#### What you have to do:
Bring back every record exactly, except for the pictures, which stay out.

[Natural language region descriptions]
^^^^^^^^
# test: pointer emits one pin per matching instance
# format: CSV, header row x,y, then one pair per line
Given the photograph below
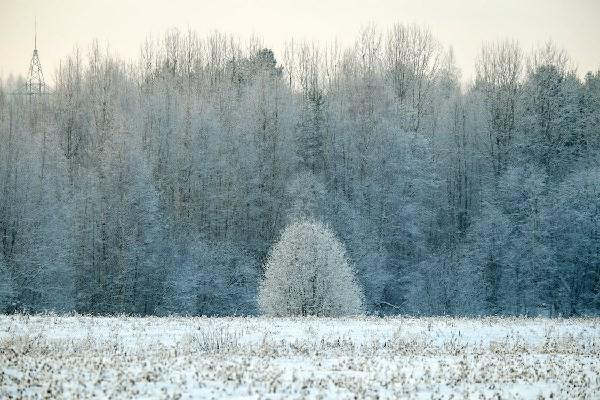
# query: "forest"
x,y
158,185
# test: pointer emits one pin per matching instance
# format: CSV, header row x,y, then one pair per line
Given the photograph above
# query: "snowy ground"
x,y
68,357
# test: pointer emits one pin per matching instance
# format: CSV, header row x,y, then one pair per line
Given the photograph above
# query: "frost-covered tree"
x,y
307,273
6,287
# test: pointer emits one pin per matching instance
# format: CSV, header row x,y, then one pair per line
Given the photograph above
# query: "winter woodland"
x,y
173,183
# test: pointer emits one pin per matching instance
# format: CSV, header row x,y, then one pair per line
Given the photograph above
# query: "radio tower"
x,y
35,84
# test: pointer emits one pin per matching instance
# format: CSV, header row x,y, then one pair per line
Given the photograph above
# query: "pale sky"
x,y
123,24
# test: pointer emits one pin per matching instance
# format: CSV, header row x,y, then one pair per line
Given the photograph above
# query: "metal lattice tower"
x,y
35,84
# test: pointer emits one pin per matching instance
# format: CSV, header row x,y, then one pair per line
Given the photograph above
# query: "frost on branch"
^^^^^^^^
#### Response:
# test: pointer emits one pin per matching instance
# format: CSV, header row x,y, then one pair per line
Given the photograph below
# query: "forest"
x,y
158,185
# test: pointer emits one pin per matching instance
# format: CSV, header row x,y, then one pair per line
Given the photograph above
# query: "snowy ground"
x,y
68,357
# test: pointer emits one pin per matching instance
# format: CSV, header row x,y, then one pair per line
Given the photograph above
# query: "frost-covered tree"
x,y
307,273
6,287
# test: pointer emits one pin per matching instance
# format: CSV, header row x,y, then one pair per line
Given the photograph above
# query: "winter woodland"
x,y
173,183
# test: pointer emits one pin per matching instance
# format: CSV, header row x,y, then one pair per line
Given the photograph above
# query: "radio tower"
x,y
35,84
# test: pointer emits one pin per matching instance
# format: CSV, header row x,y, then one pair per line
Given the photograph above
# query: "pale sky"
x,y
123,24
# test: pointer emits one pin per matching instance
# format: CSV, header row x,y, then one pair per line
Given the photograph above
# query: "metal lattice tower"
x,y
35,84
# test: pointer emits one pin per matching instance
# format: CSV, header row x,y, then one pair per line
Given the photograph above
# query: "frost on branch"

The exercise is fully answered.